GIVEN ENTRIES –
——————
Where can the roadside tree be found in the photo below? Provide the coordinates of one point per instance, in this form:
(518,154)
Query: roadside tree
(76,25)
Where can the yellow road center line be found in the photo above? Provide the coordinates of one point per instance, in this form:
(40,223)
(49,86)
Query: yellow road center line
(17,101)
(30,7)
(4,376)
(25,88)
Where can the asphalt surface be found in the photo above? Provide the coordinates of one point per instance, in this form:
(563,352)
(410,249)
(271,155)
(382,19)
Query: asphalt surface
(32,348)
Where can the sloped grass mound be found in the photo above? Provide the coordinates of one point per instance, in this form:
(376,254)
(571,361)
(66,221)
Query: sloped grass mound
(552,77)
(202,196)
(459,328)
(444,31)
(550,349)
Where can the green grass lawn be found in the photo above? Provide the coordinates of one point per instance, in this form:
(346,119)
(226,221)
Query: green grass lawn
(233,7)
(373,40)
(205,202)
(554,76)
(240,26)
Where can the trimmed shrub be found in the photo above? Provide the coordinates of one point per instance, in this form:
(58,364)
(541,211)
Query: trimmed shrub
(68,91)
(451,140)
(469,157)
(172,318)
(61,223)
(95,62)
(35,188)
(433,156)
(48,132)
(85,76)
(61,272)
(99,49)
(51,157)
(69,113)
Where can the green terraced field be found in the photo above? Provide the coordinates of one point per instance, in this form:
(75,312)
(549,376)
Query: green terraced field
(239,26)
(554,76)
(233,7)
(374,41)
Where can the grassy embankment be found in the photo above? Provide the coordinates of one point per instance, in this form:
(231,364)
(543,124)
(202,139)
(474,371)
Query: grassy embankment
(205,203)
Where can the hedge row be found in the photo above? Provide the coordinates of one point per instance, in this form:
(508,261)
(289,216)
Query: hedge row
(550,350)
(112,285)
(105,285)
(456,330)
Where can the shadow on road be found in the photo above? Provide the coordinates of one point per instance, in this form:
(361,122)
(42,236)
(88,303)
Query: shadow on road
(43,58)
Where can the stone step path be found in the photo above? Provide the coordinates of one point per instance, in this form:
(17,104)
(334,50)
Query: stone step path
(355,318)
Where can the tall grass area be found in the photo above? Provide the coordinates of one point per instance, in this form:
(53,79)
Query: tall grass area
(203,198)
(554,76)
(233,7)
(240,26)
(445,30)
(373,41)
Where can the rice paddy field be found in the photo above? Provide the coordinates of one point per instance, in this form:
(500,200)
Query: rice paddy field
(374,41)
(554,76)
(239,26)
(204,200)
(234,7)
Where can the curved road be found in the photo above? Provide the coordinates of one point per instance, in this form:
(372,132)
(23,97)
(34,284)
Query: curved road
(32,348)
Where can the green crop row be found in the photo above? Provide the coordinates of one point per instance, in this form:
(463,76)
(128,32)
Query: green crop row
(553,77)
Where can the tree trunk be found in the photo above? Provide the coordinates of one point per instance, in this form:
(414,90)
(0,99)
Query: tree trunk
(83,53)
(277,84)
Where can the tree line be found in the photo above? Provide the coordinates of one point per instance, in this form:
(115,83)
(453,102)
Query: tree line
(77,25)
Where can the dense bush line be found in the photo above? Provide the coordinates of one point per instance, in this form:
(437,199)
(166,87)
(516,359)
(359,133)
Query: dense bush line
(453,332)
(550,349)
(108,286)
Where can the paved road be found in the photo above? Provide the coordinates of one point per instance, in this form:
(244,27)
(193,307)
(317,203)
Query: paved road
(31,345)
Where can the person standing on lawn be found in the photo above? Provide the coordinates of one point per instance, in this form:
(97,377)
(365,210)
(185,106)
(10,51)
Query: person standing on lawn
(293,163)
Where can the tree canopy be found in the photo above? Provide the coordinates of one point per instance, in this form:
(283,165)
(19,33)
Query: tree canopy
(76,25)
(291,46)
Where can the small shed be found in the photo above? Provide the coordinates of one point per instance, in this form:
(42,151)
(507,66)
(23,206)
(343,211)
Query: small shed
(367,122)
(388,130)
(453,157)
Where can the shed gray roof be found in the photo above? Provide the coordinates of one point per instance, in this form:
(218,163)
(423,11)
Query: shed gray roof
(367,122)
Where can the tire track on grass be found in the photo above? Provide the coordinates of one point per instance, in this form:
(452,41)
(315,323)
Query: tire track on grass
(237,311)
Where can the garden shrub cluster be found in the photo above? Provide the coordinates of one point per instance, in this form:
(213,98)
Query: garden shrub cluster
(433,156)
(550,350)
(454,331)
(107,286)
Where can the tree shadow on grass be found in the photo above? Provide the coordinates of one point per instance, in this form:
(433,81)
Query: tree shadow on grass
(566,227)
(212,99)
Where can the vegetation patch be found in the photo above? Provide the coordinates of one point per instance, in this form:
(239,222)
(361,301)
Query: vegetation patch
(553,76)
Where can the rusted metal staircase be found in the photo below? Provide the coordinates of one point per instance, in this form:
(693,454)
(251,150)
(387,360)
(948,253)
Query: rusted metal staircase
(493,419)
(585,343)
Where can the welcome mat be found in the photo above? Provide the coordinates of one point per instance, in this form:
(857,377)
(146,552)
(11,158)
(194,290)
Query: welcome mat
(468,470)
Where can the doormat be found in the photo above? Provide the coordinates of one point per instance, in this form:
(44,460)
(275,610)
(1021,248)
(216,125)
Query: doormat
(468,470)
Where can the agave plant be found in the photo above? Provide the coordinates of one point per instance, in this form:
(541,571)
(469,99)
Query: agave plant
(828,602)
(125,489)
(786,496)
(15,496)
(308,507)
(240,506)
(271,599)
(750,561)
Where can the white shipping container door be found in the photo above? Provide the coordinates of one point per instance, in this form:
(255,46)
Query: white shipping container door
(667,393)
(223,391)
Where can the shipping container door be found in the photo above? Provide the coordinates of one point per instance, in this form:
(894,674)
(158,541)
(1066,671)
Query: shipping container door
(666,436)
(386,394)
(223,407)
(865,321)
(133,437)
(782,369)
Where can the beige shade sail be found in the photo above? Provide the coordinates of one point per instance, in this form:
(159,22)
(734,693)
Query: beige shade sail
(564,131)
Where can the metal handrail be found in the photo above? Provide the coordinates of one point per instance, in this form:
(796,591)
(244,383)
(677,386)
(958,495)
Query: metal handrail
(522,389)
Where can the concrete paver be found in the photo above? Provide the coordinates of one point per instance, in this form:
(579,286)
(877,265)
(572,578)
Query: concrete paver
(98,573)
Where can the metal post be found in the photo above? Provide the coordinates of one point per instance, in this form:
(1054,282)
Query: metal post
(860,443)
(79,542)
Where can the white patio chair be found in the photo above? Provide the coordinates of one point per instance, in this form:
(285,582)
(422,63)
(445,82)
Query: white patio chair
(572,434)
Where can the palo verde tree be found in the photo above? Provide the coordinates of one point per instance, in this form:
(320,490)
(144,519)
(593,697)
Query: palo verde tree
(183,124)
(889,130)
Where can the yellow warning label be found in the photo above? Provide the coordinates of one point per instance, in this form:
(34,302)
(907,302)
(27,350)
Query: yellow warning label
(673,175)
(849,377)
——————
The required output is the span of lines from the one containing "Where can the metal handrail" to the last line, reproduced character for character.

SOLUTION TO THIS TASK –
Where can the metal handrail be found in the photo above? Provide the coordinates of one point per instance, in this form:
(796,591)
(244,383)
(677,386)
(958,495)
Query: metal handrail
(522,389)
Where can the concrete paver be found in the photo above? Provide the coordinates of one point per instance, in this form:
(579,286)
(877,265)
(572,578)
Query: concrete paver
(98,573)
Where can the metal post be found in the photo above? Provide the coordinates of one point per instance, in this form:
(1054,282)
Query: metal post
(860,443)
(79,542)
Where can the white patio chair be found in the photo above? Provide the coordinates of one point per instance, in this form:
(285,582)
(422,63)
(445,82)
Query: white patio chair
(572,434)
Where can the palo verde tree be found in the photo above? Provide the coordinates of one point per instance, in this form:
(320,490)
(144,519)
(593,697)
Query: palo verde tree
(183,124)
(889,130)
Where can the yellow warning label be found in the photo above? Provide the coordinates of one point per instance, in this form:
(34,302)
(907,302)
(27,350)
Query: yellow warning label
(673,175)
(849,377)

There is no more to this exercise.